Dataset excerpt

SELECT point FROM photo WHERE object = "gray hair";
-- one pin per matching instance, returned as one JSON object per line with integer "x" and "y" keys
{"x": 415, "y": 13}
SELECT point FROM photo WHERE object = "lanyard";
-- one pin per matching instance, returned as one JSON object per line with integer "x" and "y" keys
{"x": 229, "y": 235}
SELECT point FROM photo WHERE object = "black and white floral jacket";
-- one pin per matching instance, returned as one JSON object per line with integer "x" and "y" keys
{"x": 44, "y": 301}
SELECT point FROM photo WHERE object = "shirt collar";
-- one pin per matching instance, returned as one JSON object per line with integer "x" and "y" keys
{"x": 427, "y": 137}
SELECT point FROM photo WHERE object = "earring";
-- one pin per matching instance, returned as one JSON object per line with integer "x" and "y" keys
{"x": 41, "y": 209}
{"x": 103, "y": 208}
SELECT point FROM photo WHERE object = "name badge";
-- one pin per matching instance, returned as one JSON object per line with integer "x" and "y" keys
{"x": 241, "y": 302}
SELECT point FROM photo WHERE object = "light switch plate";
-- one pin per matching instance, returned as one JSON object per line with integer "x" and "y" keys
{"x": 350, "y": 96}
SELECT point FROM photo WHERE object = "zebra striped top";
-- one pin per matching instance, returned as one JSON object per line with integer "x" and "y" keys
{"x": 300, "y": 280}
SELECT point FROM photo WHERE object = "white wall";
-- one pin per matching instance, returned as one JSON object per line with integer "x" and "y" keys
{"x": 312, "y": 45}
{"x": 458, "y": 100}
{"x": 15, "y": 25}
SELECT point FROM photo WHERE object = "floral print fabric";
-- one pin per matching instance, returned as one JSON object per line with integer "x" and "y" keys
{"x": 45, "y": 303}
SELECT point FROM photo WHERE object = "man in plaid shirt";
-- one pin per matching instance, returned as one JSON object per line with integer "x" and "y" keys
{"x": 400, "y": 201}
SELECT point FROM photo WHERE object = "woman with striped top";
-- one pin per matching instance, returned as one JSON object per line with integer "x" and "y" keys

• Directions
Pull out every line above that contains the word "striped", copying each one in full.

• Problem solution
SELECT point FROM photo WHERE object = "zebra striped top";
SELECT point FROM photo WHERE object = "woman with striped top";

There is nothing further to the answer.